---------- Data provided ----------
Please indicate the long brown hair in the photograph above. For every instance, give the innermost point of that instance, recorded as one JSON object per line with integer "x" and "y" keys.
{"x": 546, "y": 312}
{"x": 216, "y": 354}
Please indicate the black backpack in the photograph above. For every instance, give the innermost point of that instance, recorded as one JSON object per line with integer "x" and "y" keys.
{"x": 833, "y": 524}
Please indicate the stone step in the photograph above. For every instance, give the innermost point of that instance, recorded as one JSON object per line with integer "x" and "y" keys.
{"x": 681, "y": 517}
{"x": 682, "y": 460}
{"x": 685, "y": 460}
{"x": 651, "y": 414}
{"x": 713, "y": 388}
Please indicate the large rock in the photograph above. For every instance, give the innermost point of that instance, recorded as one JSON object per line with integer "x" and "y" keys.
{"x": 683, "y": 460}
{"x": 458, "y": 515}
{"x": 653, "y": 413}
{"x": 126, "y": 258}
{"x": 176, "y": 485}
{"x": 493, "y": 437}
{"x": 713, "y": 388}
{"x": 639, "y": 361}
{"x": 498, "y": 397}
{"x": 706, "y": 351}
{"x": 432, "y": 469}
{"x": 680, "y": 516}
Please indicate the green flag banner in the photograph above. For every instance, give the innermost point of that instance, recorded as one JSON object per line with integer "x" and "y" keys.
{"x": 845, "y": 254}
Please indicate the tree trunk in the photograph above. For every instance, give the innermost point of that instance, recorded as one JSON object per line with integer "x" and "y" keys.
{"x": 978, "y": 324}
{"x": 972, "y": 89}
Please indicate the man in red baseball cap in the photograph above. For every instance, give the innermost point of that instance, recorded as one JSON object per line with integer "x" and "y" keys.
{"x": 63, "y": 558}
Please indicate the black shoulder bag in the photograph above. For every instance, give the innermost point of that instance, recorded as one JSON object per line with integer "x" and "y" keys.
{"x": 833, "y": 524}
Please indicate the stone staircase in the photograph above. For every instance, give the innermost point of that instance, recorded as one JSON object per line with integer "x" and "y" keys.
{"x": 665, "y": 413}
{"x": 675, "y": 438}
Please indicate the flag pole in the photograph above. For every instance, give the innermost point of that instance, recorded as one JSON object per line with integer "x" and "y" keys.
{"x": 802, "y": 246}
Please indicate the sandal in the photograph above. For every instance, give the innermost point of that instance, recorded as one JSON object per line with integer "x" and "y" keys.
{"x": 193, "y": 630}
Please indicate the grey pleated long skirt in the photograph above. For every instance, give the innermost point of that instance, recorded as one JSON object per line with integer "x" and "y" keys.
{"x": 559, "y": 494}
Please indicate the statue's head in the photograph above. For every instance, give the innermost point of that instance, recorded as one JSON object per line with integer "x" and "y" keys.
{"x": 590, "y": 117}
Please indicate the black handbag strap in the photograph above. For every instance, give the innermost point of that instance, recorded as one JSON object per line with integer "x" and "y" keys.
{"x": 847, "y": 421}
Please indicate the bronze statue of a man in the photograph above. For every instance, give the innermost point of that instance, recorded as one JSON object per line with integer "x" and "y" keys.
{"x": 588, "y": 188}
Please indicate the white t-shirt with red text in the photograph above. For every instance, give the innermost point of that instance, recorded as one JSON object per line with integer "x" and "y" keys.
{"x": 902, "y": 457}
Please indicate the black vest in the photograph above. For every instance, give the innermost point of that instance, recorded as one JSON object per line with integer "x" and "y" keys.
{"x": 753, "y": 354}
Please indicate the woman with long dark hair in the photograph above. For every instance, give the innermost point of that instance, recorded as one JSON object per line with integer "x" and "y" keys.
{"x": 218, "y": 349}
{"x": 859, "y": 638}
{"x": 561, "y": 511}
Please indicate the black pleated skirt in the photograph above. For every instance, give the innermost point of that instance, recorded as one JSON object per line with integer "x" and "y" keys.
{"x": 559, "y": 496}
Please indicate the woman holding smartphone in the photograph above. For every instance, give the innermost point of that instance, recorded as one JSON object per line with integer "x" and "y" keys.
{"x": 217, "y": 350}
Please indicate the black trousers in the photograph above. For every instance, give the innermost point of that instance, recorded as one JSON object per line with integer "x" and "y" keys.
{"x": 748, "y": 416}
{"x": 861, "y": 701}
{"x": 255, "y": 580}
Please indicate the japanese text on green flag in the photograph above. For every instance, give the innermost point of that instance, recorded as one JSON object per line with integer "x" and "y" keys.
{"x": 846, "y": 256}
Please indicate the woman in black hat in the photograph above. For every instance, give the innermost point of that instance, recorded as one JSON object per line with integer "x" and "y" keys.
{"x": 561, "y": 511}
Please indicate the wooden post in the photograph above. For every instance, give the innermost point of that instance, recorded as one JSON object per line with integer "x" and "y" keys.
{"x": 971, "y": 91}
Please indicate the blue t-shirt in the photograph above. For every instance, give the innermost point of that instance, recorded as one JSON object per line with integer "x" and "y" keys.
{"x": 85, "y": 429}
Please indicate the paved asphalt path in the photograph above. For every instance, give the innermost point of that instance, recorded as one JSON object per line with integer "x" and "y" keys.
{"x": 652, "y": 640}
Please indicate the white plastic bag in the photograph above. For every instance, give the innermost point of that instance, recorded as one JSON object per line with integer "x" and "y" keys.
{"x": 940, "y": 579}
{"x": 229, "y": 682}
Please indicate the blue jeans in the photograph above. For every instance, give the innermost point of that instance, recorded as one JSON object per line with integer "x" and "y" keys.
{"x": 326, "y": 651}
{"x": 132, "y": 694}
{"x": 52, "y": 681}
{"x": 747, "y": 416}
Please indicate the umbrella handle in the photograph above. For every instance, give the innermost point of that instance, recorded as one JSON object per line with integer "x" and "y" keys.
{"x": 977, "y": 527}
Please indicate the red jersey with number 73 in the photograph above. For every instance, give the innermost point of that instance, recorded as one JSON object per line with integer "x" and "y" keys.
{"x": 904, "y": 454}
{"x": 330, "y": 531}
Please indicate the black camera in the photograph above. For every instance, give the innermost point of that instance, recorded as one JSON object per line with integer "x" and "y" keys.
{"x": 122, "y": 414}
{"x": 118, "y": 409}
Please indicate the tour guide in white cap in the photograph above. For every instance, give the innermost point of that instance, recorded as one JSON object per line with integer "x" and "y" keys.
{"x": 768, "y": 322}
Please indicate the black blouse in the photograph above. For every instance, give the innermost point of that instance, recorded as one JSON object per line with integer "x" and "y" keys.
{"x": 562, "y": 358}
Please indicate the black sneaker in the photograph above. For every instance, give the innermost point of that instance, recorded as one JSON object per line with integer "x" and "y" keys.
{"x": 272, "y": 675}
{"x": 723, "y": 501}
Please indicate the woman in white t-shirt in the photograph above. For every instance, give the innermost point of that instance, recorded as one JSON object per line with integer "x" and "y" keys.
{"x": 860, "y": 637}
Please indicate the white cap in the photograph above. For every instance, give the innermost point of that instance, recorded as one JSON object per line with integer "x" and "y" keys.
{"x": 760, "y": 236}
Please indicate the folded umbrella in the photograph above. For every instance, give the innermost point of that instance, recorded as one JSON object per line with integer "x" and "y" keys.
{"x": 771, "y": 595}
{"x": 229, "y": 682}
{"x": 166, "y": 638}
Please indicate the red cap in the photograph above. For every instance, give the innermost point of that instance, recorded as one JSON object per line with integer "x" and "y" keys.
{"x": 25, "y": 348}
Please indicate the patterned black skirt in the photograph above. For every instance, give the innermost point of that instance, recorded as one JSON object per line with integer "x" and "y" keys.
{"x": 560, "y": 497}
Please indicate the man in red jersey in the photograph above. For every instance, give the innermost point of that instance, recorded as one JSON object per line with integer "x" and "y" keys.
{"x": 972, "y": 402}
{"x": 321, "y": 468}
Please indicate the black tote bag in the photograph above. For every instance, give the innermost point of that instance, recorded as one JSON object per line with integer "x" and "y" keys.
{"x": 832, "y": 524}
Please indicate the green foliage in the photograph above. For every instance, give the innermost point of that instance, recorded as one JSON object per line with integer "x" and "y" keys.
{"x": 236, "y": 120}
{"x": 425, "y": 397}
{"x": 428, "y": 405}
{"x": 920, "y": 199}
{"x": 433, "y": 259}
----------
---------- Data provided ----------
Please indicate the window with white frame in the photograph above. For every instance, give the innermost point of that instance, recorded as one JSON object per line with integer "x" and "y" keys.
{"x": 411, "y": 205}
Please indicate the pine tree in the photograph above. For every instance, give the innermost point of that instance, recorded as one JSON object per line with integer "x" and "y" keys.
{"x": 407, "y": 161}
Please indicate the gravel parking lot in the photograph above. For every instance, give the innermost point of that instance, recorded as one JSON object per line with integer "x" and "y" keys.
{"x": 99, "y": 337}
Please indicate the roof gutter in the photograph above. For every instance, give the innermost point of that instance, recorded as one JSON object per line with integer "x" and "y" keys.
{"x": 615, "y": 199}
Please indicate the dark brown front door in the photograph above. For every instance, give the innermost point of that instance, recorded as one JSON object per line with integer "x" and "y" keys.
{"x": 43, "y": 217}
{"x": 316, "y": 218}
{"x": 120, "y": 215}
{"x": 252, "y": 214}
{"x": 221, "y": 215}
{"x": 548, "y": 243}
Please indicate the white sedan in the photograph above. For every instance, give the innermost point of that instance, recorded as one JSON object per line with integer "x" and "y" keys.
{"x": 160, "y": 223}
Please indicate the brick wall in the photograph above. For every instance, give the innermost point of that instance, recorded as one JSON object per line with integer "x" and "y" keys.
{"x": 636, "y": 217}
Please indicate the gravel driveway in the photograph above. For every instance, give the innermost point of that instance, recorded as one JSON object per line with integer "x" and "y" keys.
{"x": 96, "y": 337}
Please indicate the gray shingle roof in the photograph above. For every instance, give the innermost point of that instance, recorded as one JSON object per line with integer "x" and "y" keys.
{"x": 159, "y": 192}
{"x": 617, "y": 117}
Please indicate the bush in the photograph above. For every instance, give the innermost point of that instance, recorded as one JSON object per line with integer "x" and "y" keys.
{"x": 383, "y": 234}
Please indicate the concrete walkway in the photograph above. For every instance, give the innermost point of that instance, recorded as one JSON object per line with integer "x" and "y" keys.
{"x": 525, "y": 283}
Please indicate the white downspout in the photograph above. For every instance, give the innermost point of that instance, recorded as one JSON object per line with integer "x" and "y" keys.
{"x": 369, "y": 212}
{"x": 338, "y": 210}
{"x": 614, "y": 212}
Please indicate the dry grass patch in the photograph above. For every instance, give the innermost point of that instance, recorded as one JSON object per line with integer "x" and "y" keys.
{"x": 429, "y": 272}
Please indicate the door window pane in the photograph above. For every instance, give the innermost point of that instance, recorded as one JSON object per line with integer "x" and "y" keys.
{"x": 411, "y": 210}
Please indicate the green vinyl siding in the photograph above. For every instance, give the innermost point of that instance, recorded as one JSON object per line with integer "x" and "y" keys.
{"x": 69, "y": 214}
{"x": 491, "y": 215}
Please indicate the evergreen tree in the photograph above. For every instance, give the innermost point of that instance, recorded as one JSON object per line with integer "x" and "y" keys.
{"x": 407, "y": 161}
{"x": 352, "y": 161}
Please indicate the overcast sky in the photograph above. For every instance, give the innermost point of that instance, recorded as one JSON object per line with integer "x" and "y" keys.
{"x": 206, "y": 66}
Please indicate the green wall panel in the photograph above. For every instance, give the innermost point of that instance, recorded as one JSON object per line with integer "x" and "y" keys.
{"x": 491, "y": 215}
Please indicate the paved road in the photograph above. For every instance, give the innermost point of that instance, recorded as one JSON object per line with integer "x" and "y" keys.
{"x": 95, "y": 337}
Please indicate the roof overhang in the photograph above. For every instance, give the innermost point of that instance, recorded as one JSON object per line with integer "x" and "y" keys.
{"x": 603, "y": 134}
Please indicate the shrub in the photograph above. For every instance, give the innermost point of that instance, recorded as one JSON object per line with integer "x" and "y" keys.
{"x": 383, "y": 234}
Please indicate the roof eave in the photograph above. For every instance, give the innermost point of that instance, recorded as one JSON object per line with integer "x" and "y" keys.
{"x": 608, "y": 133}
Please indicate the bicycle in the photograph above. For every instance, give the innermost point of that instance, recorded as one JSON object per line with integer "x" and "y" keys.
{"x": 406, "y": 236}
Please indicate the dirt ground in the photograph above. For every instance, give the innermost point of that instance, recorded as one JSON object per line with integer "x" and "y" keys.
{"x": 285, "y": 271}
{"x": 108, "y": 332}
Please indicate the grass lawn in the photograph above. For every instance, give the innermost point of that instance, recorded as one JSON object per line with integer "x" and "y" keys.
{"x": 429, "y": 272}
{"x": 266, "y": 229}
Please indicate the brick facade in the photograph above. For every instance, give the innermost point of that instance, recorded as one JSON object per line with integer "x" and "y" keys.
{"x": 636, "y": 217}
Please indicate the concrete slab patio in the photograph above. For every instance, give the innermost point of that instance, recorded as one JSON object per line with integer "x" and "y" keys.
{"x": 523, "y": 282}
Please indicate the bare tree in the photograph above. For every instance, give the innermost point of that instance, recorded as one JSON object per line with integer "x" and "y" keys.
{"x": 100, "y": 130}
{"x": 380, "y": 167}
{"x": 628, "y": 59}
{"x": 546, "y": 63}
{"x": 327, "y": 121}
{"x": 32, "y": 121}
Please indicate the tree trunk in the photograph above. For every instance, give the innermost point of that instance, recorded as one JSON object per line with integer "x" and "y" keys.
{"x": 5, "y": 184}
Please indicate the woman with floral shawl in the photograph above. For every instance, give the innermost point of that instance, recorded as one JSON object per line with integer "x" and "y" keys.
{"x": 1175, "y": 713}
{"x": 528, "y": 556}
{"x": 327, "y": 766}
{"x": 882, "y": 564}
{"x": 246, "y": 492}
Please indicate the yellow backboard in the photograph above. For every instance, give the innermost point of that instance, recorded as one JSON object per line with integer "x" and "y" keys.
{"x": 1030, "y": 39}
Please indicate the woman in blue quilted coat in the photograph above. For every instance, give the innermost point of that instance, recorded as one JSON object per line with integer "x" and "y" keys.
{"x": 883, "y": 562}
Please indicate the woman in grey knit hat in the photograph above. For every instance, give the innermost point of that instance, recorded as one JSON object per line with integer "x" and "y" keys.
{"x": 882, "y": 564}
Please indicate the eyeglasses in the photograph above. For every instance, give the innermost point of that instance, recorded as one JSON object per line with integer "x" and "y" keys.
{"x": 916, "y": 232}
----------
---------- Data provided ----------
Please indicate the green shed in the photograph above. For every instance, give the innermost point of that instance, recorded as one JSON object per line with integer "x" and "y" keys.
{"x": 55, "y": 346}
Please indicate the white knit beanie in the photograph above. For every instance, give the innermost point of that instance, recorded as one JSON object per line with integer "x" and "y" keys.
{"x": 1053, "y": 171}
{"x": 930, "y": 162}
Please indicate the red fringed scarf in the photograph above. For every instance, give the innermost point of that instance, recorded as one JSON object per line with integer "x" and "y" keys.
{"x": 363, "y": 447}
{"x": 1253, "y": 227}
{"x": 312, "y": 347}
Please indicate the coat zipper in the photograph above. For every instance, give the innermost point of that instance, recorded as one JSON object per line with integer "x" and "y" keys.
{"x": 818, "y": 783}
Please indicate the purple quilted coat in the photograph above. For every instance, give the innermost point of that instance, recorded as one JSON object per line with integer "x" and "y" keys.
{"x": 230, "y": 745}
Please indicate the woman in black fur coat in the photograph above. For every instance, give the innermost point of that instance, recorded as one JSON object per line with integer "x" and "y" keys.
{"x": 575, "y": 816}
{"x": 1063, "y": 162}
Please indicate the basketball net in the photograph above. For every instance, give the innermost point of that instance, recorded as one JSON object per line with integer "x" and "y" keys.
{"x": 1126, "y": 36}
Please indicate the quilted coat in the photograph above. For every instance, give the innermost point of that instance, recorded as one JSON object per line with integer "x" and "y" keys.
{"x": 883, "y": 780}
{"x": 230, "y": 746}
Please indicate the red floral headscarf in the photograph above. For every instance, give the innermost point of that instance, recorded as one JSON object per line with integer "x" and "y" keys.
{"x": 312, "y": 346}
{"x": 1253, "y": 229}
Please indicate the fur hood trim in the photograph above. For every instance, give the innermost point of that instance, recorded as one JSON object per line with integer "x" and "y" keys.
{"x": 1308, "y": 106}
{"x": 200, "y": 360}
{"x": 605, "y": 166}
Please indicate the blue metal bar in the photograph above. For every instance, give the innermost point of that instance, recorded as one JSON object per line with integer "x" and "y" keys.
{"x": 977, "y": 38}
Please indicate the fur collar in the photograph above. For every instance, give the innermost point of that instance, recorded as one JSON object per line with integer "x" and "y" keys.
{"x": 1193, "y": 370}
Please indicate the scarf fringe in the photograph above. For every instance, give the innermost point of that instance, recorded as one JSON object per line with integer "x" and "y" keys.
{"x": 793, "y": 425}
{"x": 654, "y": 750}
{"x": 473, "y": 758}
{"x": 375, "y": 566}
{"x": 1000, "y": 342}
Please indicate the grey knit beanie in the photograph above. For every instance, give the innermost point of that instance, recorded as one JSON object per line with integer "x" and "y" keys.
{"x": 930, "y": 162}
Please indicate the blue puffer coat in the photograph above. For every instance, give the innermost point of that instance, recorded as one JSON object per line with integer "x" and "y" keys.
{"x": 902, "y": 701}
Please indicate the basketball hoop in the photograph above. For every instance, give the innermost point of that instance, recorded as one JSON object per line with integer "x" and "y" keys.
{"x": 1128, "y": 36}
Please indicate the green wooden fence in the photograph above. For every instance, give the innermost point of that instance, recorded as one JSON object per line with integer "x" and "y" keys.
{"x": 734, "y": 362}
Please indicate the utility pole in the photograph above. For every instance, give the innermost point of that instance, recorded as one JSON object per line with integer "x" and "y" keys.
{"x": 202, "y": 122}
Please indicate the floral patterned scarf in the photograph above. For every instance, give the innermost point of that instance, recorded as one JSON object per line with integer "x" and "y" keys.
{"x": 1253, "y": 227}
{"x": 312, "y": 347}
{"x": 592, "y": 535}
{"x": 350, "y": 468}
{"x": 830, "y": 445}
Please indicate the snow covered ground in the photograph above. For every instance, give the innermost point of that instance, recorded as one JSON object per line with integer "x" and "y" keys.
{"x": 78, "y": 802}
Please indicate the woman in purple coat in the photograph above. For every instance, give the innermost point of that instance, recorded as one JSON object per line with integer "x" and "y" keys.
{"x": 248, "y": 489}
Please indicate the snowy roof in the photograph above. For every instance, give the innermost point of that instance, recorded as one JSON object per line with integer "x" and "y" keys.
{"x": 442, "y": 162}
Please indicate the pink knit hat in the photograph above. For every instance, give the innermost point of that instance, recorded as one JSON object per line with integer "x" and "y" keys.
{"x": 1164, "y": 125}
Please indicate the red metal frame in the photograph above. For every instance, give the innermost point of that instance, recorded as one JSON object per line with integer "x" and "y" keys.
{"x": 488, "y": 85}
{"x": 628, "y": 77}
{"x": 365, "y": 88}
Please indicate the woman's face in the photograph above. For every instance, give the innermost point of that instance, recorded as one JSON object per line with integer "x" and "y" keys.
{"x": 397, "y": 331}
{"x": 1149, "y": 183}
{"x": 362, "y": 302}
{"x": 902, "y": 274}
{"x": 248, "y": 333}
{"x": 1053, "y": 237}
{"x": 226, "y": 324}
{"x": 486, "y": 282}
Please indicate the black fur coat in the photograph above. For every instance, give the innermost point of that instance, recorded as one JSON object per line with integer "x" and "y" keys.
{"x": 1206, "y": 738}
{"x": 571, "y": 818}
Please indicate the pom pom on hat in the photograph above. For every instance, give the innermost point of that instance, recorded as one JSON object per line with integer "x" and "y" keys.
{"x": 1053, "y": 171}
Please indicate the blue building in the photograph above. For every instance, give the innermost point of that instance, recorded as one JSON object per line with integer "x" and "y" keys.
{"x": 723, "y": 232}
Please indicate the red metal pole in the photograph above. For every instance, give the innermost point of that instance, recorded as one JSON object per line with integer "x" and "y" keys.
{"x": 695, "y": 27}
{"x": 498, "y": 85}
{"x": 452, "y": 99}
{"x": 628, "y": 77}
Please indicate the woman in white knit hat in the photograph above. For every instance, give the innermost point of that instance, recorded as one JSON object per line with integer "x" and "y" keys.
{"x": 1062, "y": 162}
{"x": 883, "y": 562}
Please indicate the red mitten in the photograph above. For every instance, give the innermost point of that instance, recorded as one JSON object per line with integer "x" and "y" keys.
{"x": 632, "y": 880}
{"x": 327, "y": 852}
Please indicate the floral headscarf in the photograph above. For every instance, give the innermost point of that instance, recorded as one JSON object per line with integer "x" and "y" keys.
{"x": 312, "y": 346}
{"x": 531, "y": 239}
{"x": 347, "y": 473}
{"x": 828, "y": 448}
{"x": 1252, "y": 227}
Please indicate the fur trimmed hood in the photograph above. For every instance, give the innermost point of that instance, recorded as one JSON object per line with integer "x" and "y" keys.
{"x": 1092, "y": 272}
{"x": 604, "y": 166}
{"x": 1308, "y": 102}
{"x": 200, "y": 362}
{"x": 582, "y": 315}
----------
Return every line of the entries above that contains the string "grey".

Solution to the exercise
Please indicate the grey pleated long skirt in the photograph above. For every instance, give the innermost point of that instance, recorded as one JSON object per line with integer "x" and "y" keys.
Please indicate the woman in grey knit hat in the photograph above. For every instance, give the innermost point of that instance, recorded as one JSON object per line with integer "x" and "y" keys.
Please indicate the grey knit beanie in the photograph above. For every instance, give the innermost point of that instance, recorded as one JSON object per line with integer "x" and "y" keys.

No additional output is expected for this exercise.